» **ЗАДАЧИ И ЗАДАНИЯ**:
1. Почему в композиции «Связанного Марсия» из текста о геммах по картинам Зевксиса изображен коленопреклоненный раб-фригиец? Ответьте одним-двумя предложениями.
2. Продолжите текст о геммах по картинам Зевксиса после его последнего предложения.

» **СТРАНИЦА**:
───
Следующая картина Зевксиса, которую воспроизводили резчики гемм, так описана энциклопедистом Плинием: «Великолепен его Геракл-ребенок, душащий змей в присутствии Амфитриона и объятой страхом матери Алкмены».[7] Две помпейские фрески по-разному воспроизводят эту сцену, неизменной остается только центральная фигурка Геракла со змеями, припавшего на одно колено, остальных персонажей помпейские мастера меняют местами.

Центральную группу — Геракла со змеями — воспроизводят и резчики гемм. Воспроизведения хранятся в эрмитажном собрании, во Флоренции и Берлине. Возможно, «Пенелопу» Зевксиса, в которой, по выражению Плиния, «все дышит целомудрием», воспроизводят резчики перстней из Пантикапея. В этих близких Зевксису по времени печатях Пенелопа предстает сидящей на стуле и в печали склонившей голову на руку. Рядом с ней изображен лук Одиссея.[8]

Необычайной популярностью у резчиков гемм императорского Рима пользовалась другая картина этого живописца: «Связанный Марсий», находившаяся во времена Плиния в римском храме Согласия. В пяти репликах дошла до нас эта картина афинского мастера, из них самая лучшая приписывается руке Диоскурида. Последняя гемма, хранящаяся в Неаполе, некогда входила в собрание Лоренцо Медичи, где она считалась «печатью Нерона». Композиция включает три фигуры: Аполлона с кифарой, привязанного к дереву Марсия и коленопреклоненного раба-фригийца, который должен был, исполняя жестокое наказание, содрать с сатира кожу. Реплики в Ленинграде, Париже, Берлине и Флоренции повторяют композицию Зевксиса без изменений.
───
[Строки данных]

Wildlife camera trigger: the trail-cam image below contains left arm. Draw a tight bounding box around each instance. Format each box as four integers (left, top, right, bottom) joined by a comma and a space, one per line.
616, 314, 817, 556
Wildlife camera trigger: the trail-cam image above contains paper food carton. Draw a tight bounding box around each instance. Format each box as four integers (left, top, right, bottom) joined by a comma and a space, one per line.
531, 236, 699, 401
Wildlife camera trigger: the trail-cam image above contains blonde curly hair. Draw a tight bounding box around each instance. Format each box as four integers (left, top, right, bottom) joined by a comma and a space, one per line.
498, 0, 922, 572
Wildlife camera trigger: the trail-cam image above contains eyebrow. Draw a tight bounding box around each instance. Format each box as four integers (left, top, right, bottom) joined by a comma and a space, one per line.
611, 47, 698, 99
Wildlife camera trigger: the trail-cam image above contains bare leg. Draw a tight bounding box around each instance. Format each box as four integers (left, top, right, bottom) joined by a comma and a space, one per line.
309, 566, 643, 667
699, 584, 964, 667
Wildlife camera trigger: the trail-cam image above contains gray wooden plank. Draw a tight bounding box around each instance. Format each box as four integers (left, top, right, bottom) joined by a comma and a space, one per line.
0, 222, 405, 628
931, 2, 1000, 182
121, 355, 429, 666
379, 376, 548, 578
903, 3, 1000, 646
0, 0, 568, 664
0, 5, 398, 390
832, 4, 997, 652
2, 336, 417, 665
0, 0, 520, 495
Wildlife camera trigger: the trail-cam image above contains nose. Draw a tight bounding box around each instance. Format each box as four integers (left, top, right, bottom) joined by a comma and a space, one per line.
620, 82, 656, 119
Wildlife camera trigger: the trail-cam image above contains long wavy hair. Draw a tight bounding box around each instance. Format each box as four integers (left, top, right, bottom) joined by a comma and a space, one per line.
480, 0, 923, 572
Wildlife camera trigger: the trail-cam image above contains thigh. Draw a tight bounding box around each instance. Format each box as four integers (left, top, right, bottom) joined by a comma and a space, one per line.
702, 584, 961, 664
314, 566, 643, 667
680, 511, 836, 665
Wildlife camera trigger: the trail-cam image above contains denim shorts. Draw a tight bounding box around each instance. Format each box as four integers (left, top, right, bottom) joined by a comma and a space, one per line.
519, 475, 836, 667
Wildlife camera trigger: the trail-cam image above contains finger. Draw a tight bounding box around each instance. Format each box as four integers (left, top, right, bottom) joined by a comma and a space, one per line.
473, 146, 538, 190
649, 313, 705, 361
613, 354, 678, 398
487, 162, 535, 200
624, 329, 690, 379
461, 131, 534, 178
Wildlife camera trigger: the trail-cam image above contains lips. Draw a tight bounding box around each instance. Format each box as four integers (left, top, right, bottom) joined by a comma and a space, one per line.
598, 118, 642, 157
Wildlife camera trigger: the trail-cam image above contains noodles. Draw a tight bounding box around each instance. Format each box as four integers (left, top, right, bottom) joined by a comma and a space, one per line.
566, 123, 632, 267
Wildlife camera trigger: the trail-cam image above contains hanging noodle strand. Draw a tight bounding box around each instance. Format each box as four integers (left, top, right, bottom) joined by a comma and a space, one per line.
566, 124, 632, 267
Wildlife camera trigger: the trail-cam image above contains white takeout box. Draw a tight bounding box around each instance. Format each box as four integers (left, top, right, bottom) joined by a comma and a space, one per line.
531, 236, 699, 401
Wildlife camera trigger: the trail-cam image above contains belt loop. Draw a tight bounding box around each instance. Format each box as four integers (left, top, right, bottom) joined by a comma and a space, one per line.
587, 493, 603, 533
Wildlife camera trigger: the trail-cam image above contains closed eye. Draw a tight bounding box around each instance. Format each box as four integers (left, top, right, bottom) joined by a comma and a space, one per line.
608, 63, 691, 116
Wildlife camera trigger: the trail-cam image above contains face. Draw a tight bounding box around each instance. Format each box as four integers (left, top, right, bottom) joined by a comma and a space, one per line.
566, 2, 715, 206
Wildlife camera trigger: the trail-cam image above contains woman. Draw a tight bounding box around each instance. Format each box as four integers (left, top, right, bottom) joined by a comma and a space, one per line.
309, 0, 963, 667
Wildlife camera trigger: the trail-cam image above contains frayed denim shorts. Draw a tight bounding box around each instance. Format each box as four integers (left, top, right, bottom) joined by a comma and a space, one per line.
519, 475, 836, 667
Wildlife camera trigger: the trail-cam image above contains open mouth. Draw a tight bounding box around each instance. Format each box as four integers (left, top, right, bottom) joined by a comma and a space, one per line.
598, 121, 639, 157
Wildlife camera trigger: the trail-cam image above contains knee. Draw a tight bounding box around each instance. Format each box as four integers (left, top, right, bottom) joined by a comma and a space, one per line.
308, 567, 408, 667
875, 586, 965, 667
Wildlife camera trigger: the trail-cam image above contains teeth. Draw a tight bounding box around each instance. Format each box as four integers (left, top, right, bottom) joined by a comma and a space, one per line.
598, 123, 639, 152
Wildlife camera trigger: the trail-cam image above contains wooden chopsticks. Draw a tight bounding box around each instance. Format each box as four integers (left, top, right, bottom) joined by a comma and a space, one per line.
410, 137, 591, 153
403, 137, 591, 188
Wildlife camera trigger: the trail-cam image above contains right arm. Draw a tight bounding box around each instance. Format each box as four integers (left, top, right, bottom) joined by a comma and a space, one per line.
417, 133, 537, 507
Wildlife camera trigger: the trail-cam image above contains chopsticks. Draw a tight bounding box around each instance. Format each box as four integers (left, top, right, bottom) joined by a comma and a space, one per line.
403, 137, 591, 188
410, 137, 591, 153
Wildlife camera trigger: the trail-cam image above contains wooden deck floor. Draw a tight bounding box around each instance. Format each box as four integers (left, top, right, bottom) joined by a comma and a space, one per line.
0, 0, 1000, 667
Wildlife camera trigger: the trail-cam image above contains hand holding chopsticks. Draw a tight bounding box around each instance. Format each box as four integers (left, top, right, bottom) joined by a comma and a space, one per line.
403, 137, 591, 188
───
» **ОТВЕТЫ К ЗАДАНИЯМ**:
1. Раб-фригиец должен был, исполняя жестокое наказание, содрать с сатира Марсия кожу.

2.
Популярную в древности картину воспроизводит, по всей видимости, эрмитажная камея с изображением суда над Орестом. В центре у дерева стоит матереубийца Орест, рядом с ним — его сестра Электра. Их взоры [94] обращены к фигуре Афины, опускающей в стоящий на столе сосуд камешек для голосования. Четыре мраморные рельефа, серебряный сосуд, серия глиняных светильников и четыре геммы с незначительными вариациями повторяют тот же сюжет. На венской инталье предстает одна Афина перед столиком с вазой, на утерянной ныне камее с другой стороны стола возникает фигура Эриннии, опущенная резчиком эрмитажной камеи, но повторенная в рельефах и светильниках. На серебряном сосуде, впервые опубликованном Винкельманом, добавлены фигуры второй Эриннии и Пилада, а на рельефе в Капитолийском музее — стоящий рядом с Афиной Аполлон. Так, сопоставляя все дошедшие воспроизведения, Г. Хафнер смог дать графическую реконструкцию утраченной картины «Суд над Орестом», которую он приписал современнику Зевксиса живописцу Тиманфу.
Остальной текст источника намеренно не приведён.